**Problem:** Render the listing below as a Markdown table with the columns No. and Line, numbering each line and leaving out any blank lines.

**Entries:**
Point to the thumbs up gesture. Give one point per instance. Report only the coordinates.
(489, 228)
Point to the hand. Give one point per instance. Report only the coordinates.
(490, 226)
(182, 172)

**Result of the exercise:**
| No. | Line |
|---|---|
| 1 | Point to the thumbs up gesture. Give one point per instance. Report only the coordinates. |
| 2 | (489, 228) |
| 3 | Point to the hand. Give one point per instance. Report only the coordinates. |
| 4 | (490, 226) |
| 5 | (182, 172) |